What gives?  The rest of the translations of the soup dishes on this menu are not bad (fairly standard).  What happened with the last one?

David Costa, who sent in the photograph, explains:

When I asked the waiter what the last item was, he couldn't describe it either. He just hemmed and hawed, gesticulated a lot and kept saying it included 'flower' (or 'flour'?). I asked him to just translate the Chinese name and that didn't work either. Ideas?

Google Translate offers "Home-cooked soup", which doesn't account for the main ingredient.  Bing Microsoft Translator has "Homemade pimple Soup", which is decidedly unappetizing.  Baidu Fanyi gives "Dough Drop and Assorted Vegetable Soup", which ignores the first part of the name and adds "Assorted Vegetable".

The problem is with gēda 疙瘩, which is one of those very cool, two syllable Sinitic words, neither of whose syllables means anything by itself (i.e., not only is it a disyllabic lexeme, it is also a disyllabic morpheme).  Furthermore, gēda 疙瘩 is highly polysemous, with the following meanings:  "pimple; knot; swelling on the skin; lump; nodule; blotch; a knot in one's body or heart (–> hangup; problem; preoccupation)".

I remember when my mother-in-law first made this soup and served it to the family, I almost didn't want to eat it because the name sounded as though it meant "zit soup" (it also looked fairly ghastly).  Note that both of the constituent sinographs of this word have as their semantic classifier the "sickness" radical, Kangxi number 104:  疒, pronounced chuáng or nè.  Usually, if you see a character with this semantophore, you know it's bad news, because it has to do with illness and malignancy.

#### EXTRACTED RECORDS

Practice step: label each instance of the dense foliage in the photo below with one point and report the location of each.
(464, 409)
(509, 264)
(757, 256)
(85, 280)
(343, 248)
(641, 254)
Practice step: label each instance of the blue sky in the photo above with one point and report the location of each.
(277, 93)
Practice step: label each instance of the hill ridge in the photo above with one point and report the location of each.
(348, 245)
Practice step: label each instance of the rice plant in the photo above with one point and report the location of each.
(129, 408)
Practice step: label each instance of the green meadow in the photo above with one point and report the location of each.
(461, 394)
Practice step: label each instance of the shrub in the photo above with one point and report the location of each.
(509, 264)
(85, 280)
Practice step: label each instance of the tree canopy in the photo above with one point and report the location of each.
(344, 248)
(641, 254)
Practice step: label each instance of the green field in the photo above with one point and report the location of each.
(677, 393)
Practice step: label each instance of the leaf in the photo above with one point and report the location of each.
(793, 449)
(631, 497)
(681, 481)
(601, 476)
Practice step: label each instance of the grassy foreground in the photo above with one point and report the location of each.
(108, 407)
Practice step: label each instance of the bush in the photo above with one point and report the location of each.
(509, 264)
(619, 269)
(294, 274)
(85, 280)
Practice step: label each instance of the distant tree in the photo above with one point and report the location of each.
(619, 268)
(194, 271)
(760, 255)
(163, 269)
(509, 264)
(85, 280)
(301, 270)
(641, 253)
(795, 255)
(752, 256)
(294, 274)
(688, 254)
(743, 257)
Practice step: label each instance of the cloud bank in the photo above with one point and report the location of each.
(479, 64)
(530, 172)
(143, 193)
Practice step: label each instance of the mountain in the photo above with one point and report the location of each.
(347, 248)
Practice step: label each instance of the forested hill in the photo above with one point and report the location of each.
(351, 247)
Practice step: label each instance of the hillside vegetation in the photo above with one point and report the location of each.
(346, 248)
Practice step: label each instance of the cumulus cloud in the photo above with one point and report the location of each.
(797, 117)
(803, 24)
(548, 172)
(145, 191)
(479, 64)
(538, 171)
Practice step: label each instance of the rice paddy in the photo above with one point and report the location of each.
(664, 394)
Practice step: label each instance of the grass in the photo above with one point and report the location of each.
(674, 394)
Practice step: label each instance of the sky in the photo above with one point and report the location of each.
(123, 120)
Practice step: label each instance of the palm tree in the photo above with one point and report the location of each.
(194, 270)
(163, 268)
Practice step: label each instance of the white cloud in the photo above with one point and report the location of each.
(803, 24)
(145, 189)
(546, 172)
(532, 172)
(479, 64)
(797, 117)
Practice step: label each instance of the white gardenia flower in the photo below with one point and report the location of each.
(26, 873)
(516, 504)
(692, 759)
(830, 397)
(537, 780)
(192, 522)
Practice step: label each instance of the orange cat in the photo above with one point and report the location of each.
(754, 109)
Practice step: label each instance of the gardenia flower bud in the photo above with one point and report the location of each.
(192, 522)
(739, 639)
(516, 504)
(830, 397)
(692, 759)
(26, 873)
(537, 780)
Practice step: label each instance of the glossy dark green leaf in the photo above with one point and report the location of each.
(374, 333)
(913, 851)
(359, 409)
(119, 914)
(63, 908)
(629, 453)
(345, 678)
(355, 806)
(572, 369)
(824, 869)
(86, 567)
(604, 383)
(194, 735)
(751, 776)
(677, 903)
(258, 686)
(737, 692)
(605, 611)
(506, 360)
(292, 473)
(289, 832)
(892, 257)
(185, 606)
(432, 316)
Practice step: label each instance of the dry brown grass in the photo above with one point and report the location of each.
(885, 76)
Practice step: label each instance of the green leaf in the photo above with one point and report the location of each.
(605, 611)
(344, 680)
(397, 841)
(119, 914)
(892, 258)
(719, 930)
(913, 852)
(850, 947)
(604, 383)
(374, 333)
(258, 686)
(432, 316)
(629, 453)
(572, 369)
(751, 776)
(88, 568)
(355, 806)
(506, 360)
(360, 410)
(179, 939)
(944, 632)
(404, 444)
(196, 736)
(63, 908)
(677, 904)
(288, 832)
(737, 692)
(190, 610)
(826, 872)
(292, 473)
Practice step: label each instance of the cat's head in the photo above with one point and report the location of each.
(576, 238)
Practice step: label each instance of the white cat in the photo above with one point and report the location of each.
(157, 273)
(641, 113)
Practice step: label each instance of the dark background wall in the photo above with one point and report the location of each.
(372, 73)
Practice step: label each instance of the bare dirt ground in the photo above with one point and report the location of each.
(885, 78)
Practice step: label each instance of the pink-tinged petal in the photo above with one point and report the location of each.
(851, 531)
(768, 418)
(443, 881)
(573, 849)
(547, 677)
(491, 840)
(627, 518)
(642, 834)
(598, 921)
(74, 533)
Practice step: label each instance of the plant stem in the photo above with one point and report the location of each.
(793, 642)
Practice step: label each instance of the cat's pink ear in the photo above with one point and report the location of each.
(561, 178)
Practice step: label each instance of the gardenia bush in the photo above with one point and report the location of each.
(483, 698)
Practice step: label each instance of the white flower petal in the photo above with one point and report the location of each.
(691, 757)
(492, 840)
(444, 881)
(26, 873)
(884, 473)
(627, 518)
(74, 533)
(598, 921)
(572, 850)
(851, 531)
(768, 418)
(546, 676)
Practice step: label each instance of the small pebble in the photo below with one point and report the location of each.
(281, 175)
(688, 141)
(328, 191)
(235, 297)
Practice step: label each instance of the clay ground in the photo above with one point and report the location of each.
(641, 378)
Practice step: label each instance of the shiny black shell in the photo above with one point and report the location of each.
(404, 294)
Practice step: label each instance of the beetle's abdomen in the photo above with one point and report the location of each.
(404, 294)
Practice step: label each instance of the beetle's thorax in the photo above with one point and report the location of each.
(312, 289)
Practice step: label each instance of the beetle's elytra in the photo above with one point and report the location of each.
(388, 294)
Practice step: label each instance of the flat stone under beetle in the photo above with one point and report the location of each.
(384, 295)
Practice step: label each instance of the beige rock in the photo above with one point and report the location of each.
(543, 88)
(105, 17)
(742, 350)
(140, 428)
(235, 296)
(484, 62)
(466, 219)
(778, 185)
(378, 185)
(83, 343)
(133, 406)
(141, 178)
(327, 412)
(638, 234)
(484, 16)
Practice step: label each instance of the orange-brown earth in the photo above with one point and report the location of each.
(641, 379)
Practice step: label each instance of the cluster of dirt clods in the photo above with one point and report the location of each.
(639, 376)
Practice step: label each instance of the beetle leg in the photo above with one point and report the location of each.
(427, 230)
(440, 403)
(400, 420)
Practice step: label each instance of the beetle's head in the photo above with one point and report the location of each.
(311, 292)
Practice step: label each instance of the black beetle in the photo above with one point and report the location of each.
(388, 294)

#### THINGS TO DO
A) Print the passage on the soup name word for word, beginning at the words "When I asked" and stopping after "work either. Ideas?".
B) Answer these questions from the passage on the soup name:
(i) What did the waiter keep saying the last item included?
(ii) What English name does Baidu Fanyi give for the dish?
(iii) What Kangxi number does the passage give for the "sickness" radical?
C) Decide whether each statement agrees with the passage on the soup name. Answer yes or no, and quote the words that settle it.
(i) Google Translate renders the dish as "Home-cooked soup."
(ii) The other soup translations on the menu are described as poor.
(iii) Each syllable of gēda 疙瘩 carries a meaning of its own.

#### COMPLETE ANSWERS
A)
When I asked the waiter what the last item was, he couldn't describe it either. He just hemmed and hawed, gesticulated a lot and kept saying it included 'flower' (or 'flour'?). I asked him to just translate the Chinese name and that didn't work either. Ideas?

B)
(i) 'flower' (or 'flour'?)
(ii) "Dough Drop and Assorted Vegetable Soup"
(iii) 104

C)
(i) Yes: "Google Translate offers "Home-cooked soup""
(ii) No: "The rest of the translations of the soup dishes on this menu are not bad (fairly standard)."
(iii) No: "neither of whose syllables means anything by itself"